§ Stored data entries
----------------------------------------

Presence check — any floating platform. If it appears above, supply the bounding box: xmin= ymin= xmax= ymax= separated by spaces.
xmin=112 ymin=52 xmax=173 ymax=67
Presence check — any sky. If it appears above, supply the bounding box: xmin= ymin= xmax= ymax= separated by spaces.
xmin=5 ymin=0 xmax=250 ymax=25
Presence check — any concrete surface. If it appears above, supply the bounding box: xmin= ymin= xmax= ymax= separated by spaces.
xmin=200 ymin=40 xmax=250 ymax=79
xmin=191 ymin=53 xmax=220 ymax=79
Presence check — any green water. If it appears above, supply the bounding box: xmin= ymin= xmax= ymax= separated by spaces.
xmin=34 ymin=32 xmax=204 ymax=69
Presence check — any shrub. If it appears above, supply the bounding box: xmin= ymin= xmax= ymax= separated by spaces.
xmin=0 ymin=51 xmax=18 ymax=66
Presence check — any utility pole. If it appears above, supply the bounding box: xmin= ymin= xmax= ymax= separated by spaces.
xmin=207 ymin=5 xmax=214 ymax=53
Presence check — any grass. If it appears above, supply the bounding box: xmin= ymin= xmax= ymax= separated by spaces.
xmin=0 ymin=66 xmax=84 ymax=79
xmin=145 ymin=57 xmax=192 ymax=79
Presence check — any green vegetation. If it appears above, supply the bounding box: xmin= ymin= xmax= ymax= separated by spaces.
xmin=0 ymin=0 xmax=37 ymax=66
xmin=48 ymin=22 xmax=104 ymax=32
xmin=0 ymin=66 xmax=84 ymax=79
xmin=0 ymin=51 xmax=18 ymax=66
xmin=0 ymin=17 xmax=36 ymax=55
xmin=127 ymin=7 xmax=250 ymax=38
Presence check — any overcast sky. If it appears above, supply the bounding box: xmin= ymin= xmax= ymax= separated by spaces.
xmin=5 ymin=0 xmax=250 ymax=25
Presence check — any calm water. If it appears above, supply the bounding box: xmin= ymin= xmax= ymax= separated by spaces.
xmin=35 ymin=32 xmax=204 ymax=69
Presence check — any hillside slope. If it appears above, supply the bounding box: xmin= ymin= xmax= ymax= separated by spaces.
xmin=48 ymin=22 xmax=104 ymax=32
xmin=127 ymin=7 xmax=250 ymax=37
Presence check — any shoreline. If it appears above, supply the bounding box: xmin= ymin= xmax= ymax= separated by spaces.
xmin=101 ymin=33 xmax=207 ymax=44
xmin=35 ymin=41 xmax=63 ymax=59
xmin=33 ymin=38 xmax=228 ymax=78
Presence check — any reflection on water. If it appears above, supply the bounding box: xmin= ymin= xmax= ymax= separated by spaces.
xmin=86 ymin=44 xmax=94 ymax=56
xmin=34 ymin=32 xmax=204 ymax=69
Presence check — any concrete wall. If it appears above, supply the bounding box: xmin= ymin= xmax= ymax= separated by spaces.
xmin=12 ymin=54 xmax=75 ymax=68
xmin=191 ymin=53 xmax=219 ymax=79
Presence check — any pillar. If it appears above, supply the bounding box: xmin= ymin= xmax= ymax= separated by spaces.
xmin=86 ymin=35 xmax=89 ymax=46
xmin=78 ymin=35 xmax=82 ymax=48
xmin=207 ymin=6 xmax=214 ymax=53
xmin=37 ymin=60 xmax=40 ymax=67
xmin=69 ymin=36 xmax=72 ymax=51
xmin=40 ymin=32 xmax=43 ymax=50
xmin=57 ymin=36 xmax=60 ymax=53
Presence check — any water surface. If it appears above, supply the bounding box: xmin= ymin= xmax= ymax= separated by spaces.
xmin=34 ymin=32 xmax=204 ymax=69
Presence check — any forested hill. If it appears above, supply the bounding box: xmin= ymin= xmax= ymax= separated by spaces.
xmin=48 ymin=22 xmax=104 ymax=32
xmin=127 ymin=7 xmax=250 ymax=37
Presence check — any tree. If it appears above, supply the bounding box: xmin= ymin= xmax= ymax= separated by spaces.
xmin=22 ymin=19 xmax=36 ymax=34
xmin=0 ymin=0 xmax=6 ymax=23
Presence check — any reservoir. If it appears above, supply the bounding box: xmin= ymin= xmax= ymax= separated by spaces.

----------------------------------------

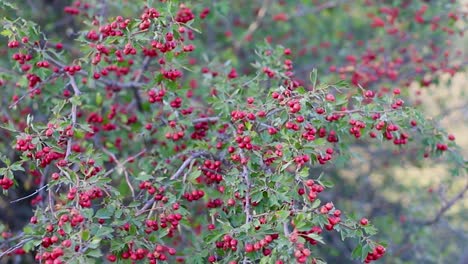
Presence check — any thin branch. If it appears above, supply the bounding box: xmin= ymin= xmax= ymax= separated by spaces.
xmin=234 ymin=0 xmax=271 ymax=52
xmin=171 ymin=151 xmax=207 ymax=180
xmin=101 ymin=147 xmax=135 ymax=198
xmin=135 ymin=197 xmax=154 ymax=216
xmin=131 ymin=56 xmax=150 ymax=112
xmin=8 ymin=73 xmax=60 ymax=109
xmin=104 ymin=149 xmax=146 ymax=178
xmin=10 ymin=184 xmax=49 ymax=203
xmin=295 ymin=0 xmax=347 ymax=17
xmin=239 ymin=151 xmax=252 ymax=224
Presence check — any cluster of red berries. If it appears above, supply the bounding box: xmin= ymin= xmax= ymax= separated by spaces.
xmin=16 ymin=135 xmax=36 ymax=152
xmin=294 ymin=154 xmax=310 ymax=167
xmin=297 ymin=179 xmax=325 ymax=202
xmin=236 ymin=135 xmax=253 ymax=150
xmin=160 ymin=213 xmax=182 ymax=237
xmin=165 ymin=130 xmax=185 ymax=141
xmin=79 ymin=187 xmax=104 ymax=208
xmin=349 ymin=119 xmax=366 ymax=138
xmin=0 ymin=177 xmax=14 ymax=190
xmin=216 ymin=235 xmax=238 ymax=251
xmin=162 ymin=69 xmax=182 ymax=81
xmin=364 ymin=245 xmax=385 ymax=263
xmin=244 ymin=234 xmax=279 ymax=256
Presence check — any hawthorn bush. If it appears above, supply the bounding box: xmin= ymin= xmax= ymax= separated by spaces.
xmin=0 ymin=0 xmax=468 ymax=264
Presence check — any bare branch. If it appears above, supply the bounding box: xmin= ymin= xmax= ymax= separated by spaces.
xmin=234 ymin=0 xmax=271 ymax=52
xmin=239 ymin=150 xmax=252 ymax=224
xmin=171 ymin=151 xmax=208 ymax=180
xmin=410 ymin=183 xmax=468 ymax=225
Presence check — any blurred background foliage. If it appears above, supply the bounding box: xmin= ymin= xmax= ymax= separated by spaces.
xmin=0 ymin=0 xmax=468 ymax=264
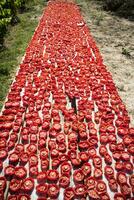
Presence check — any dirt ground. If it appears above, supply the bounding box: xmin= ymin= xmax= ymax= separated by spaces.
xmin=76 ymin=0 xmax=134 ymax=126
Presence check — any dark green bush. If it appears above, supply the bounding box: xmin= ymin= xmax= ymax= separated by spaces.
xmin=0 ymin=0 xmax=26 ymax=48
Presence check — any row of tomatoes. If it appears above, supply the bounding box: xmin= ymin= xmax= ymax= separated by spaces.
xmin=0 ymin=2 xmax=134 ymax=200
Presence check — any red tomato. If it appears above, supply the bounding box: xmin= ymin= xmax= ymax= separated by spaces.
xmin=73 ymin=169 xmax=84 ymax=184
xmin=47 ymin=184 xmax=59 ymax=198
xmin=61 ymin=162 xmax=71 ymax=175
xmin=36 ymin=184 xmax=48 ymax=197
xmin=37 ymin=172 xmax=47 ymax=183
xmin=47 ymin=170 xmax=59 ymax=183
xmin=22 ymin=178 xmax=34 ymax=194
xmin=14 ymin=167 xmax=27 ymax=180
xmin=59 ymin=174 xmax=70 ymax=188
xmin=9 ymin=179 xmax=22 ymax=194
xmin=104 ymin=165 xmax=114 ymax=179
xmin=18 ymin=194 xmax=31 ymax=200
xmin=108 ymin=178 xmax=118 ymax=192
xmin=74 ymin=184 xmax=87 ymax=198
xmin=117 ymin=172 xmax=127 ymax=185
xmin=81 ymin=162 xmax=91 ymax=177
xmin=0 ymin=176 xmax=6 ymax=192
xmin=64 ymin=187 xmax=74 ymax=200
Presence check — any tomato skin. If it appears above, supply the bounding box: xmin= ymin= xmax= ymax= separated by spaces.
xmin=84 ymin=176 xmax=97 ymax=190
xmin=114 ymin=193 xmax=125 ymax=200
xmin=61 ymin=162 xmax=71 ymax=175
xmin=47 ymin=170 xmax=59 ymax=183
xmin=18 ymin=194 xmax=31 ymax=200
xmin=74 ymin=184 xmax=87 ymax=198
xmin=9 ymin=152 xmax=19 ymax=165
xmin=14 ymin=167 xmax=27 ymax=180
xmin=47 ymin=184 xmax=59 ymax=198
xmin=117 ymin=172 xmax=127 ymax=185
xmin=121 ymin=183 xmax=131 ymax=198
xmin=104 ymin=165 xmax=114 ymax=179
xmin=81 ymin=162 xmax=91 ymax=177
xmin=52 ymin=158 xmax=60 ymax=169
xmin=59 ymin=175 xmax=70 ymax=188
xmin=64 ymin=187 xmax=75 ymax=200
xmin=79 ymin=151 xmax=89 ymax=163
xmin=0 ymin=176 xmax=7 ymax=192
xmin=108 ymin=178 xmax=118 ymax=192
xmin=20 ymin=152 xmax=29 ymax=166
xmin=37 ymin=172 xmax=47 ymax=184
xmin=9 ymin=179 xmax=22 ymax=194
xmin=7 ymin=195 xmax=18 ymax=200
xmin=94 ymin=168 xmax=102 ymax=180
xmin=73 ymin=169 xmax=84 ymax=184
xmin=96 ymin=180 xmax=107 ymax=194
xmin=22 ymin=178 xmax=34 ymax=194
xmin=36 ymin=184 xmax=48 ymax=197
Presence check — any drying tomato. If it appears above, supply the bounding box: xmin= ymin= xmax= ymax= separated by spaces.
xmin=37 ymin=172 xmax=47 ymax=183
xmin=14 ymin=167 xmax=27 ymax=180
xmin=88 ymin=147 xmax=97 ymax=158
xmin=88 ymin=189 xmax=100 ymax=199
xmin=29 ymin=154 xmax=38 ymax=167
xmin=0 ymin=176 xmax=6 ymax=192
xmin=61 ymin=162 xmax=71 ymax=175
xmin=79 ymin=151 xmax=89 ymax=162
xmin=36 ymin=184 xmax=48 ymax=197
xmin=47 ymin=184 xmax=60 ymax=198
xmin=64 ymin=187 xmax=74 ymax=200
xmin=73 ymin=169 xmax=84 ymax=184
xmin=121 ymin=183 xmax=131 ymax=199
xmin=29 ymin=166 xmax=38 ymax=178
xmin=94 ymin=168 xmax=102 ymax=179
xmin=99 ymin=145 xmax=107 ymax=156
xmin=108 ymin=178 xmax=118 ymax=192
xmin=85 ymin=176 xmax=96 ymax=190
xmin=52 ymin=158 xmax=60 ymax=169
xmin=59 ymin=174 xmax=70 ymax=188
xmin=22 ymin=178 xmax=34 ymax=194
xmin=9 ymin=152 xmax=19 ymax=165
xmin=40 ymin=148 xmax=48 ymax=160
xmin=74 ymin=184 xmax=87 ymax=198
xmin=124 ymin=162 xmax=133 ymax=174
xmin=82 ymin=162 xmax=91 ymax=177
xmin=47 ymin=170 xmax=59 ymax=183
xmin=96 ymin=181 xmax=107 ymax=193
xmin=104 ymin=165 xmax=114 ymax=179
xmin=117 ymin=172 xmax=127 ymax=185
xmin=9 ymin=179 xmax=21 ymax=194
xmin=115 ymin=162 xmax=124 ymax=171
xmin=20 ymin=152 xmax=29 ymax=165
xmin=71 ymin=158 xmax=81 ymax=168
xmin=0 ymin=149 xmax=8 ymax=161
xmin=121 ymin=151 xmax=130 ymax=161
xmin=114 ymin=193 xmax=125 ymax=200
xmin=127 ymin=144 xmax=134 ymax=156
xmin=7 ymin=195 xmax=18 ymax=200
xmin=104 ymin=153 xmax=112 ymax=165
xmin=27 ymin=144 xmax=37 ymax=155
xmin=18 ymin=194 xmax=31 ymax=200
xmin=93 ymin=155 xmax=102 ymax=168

----------------------------------------

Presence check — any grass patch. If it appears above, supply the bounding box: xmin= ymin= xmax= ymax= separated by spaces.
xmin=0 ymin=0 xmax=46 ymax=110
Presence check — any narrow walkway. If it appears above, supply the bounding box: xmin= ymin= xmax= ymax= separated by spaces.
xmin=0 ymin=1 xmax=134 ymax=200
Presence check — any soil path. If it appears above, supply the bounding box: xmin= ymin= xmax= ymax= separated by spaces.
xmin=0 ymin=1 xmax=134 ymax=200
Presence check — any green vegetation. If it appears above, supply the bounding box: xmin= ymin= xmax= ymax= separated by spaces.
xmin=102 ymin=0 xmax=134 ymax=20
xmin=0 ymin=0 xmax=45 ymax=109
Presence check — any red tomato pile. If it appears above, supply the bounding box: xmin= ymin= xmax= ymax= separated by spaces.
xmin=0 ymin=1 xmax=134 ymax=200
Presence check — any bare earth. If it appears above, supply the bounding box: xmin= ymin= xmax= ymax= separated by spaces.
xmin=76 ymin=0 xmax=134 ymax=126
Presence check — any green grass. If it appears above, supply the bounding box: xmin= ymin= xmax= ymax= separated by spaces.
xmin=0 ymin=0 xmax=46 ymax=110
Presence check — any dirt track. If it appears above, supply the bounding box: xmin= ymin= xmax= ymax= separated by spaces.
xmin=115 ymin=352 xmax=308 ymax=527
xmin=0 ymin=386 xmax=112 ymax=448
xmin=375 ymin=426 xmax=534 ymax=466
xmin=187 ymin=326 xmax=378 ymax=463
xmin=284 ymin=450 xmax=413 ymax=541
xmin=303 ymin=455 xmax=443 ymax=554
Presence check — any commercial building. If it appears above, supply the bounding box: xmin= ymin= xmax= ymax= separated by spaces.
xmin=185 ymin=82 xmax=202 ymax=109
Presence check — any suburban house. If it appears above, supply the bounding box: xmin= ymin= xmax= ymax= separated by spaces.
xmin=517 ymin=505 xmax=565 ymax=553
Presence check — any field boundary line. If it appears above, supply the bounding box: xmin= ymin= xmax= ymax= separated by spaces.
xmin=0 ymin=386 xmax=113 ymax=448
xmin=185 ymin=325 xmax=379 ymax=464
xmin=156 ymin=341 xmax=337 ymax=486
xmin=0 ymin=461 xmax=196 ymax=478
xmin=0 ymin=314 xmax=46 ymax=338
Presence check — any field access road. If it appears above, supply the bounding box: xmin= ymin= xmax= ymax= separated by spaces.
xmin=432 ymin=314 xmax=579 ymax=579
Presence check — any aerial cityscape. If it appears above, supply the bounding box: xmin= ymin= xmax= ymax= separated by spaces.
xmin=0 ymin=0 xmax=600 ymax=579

----------------------------------------

§ EXERCISE TASK
Arrange the records starting at the line containing "Presence check — any floating" and ending at the line containing "xmin=145 ymin=57 xmax=192 ymax=79" as a two-column CSV with the columns text and answer. Give each text and its answer one row, with every field in quotes and line breaks replaced by spaces.

§ SOLUTION TO THIS EXERCISE
text,answer
"Presence check — any floating platform. If it appears above, supply the bounding box: xmin= ymin= xmax= ymax= separated by spaces.","xmin=112 ymin=52 xmax=173 ymax=67"
"Presence check — any sky. If it appears above, supply the bounding box: xmin= ymin= xmax= ymax= separated by spaces.","xmin=5 ymin=0 xmax=250 ymax=25"
"Presence check — any concrete surface. If it appears above, supply the bounding box: xmin= ymin= xmax= ymax= separated by spaces.","xmin=200 ymin=40 xmax=250 ymax=79 xmin=191 ymin=53 xmax=220 ymax=79"
"Presence check — any green water. If it appears above, supply the bounding box: xmin= ymin= xmax= ymax= separated by spaces.","xmin=34 ymin=32 xmax=204 ymax=69"
"Presence check — any shrub. If it appears above, supply the bounding box: xmin= ymin= xmax= ymax= separated by spaces.","xmin=0 ymin=51 xmax=18 ymax=66"
"Presence check — any utility pole. If it appears above, supply the bounding box: xmin= ymin= xmax= ymax= separated by spaces.","xmin=207 ymin=5 xmax=214 ymax=53"
"Presence check — any grass. If it appears above, supply the bounding box: xmin= ymin= xmax= ymax= separated by spaces.","xmin=0 ymin=66 xmax=84 ymax=79 xmin=145 ymin=57 xmax=192 ymax=79"